↓↓↓

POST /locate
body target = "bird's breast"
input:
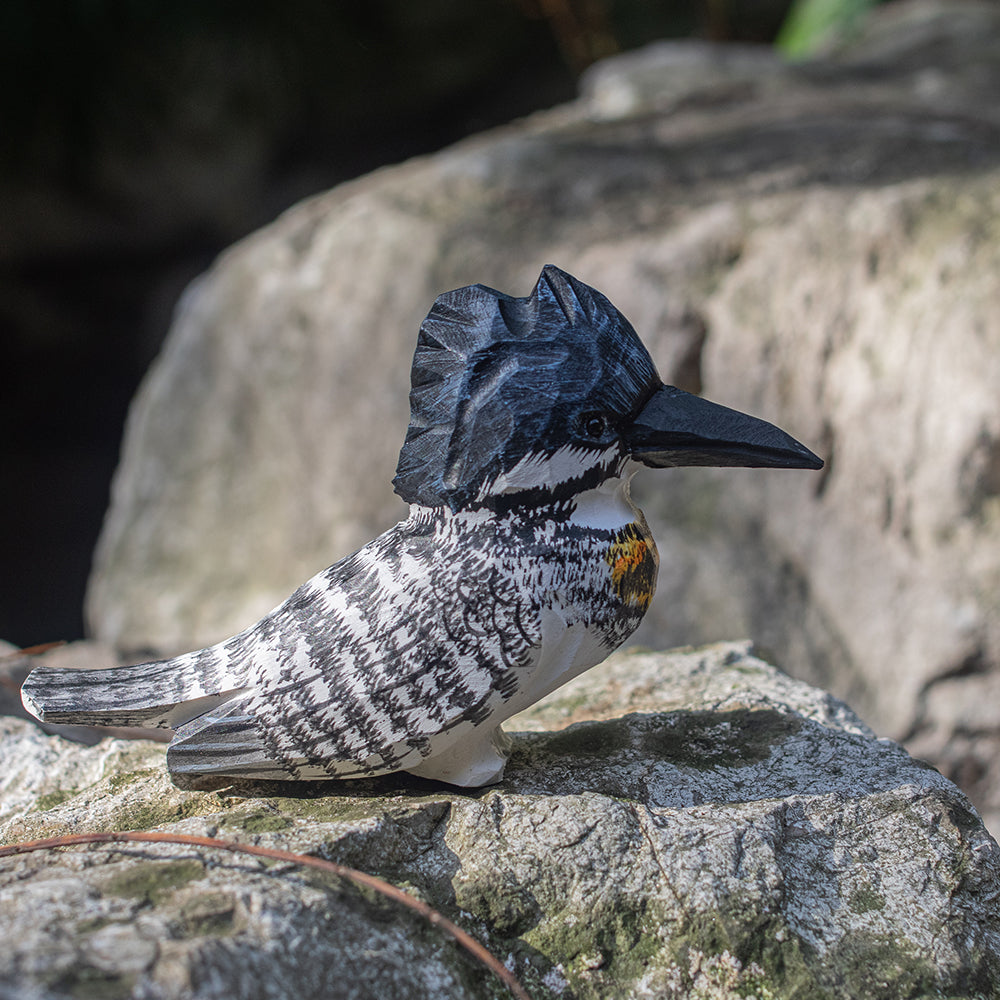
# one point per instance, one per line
(633, 562)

↑↑↑

[Task objective] Extract every line of the data above word for word, leaving out the pictures.

[Worked answer]
POST /locate
body target = "bird's breast"
input:
# one point per instance, one per line
(633, 562)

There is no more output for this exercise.